(Records from a point labeling set)
++++++++

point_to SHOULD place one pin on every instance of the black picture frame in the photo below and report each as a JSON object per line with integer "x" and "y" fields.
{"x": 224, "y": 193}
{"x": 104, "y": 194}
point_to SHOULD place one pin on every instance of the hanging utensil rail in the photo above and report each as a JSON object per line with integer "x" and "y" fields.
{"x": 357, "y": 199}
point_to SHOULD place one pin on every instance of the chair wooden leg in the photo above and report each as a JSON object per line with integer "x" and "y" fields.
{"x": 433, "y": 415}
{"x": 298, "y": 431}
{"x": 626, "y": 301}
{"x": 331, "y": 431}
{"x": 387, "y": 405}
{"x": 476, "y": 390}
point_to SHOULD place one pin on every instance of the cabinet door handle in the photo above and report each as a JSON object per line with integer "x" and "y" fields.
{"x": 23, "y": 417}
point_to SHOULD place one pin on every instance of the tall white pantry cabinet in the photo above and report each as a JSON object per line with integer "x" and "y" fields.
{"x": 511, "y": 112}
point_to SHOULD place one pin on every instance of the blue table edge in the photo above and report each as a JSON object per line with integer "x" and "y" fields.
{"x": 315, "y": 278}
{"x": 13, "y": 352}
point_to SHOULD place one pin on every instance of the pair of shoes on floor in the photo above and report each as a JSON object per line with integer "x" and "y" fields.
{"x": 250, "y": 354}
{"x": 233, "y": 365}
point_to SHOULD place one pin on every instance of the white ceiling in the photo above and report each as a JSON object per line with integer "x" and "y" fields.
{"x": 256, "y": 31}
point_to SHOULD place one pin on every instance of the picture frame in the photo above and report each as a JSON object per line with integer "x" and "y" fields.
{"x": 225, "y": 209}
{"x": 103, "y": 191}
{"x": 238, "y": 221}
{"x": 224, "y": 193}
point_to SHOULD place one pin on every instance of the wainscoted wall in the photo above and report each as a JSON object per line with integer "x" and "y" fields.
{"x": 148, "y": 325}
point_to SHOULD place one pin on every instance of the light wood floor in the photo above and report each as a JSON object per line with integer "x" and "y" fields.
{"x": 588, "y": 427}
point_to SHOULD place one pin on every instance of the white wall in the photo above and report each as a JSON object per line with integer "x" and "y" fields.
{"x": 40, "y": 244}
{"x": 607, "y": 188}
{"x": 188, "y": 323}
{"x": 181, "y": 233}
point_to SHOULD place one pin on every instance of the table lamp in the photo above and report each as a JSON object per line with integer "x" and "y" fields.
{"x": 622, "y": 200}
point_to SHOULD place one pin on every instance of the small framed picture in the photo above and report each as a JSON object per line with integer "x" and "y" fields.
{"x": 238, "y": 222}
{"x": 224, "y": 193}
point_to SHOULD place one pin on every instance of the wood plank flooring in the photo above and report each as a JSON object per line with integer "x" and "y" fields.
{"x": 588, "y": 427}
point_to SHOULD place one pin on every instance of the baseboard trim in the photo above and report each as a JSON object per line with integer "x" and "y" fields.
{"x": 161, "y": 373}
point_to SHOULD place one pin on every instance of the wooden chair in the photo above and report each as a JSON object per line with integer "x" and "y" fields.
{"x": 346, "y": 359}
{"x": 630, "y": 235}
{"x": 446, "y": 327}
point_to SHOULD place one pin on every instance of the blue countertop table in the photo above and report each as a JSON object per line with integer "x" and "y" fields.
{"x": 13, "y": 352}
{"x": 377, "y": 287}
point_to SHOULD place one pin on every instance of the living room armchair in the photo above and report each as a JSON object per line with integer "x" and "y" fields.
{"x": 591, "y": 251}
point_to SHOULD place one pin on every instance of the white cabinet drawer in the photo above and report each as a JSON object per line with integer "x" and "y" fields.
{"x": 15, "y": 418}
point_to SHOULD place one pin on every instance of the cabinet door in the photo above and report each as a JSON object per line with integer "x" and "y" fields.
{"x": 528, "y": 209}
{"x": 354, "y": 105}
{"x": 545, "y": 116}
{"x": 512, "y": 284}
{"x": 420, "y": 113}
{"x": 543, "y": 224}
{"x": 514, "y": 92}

++++++++

Please reproduce the entire listing, exactly as shown.

point_to SHOULD place one pin on every instance of the black picture frame in the photo below and report each as a JSON object per line with integer "x" and "y" fields.
{"x": 224, "y": 193}
{"x": 104, "y": 194}
point_to SHOULD place one pin on every instance of the hanging utensil rail in the photo above and report each as a JSON object per line with integer "x" and "y" fields.
{"x": 357, "y": 199}
point_to SHOULD place one pin on every instance of the chair wooden leg in the photo above and report each as a JSON object per line with integer "x" and "y" fields.
{"x": 433, "y": 415}
{"x": 298, "y": 431}
{"x": 626, "y": 301}
{"x": 331, "y": 431}
{"x": 387, "y": 405}
{"x": 476, "y": 390}
point_to SHOULD place one pin on every instance of the cabinet door handle in the photo above and report each as a JSON object per line with integer "x" and "y" fields.
{"x": 23, "y": 417}
point_to SHOULD place one pin on every instance of the tall white pantry cabinet in the photo above and report each as a JSON object per line with integer "x" and "y" fields.
{"x": 511, "y": 112}
point_to SHOULD place one pin on every instance of the blue table edge in the photo above and report each as a JSON object per line with integer "x" and "y" fields.
{"x": 315, "y": 278}
{"x": 13, "y": 352}
point_to SHOULD place one pin on every instance of the pair of shoes on floor in the photo above and report each as a JSON object per line with integer "x" and "y" fields.
{"x": 250, "y": 354}
{"x": 233, "y": 365}
point_to SHOULD place one pin on every instance of the white ceiling in the photo above and report each as a JSON object per line with integer "x" and "y" fields.
{"x": 256, "y": 31}
point_to SHOULD place one pin on every instance of the picture frame in the photo above and report each as a JSON object per line with integer "x" and "y" fields.
{"x": 225, "y": 209}
{"x": 103, "y": 191}
{"x": 238, "y": 221}
{"x": 224, "y": 193}
point_to SHOULD place one pin on every instance of the wainscoted wall in the photo above and report each as a JSON object per line with integer "x" and "y" fields.
{"x": 148, "y": 325}
point_to SHOULD place one pin on every instance of the light wood floor in the photo above and report each as a JSON object per line with integer "x" and "y" fields.
{"x": 588, "y": 427}
point_to SHOULD place one pin on every instance of the white wall in the photo above and report each as a JSON object per line with integer "x" and "y" fields.
{"x": 40, "y": 244}
{"x": 607, "y": 188}
{"x": 188, "y": 323}
{"x": 181, "y": 233}
point_to SHOULD place one pin on every instance of the table lamp in the photo above and report each as a JSON object per line with integer "x" and "y" fields.
{"x": 622, "y": 200}
point_to SHOULD place one pin on every instance of the small framed picture in the photo above and report each as a JSON object per line with integer "x" and "y" fields.
{"x": 238, "y": 222}
{"x": 224, "y": 193}
point_to SHOULD place one pin on every instance of the wood plank flooring in the photo above and report each as a JSON object per line with integer "x" and "y" fields.
{"x": 588, "y": 427}
point_to SHOULD place one pin on every instance of the baseboard trim in the photo above and report each as a JSON object per line with integer "x" and "y" fields.
{"x": 161, "y": 373}
point_to SHOULD place one pin on every instance of the wooden chair in the photo above and report each as a JSON object per line with integer "x" and "y" fields.
{"x": 346, "y": 359}
{"x": 630, "y": 235}
{"x": 446, "y": 327}
point_to SHOULD place one pin on every instance of the blue countertop table in the photo above and report each as a JSON object per line with integer "x" and "y" fields.
{"x": 13, "y": 352}
{"x": 377, "y": 287}
point_to SHOULD place one pin on every instance of the living room armchair in the photo above and report each as a JSON object per line with integer "x" and "y" fields.
{"x": 591, "y": 251}
point_to SHOULD place one pin on every instance of the white cabinet drawer in the photo above and report each as a JSON object per line with integer "x" and "y" fields.
{"x": 15, "y": 418}
point_to SHOULD place one pin on every instance of the cabinet door in the photo above and report each as a JSON object per line with integer "x" and "y" fields.
{"x": 528, "y": 209}
{"x": 354, "y": 105}
{"x": 545, "y": 116}
{"x": 512, "y": 284}
{"x": 420, "y": 113}
{"x": 543, "y": 224}
{"x": 514, "y": 92}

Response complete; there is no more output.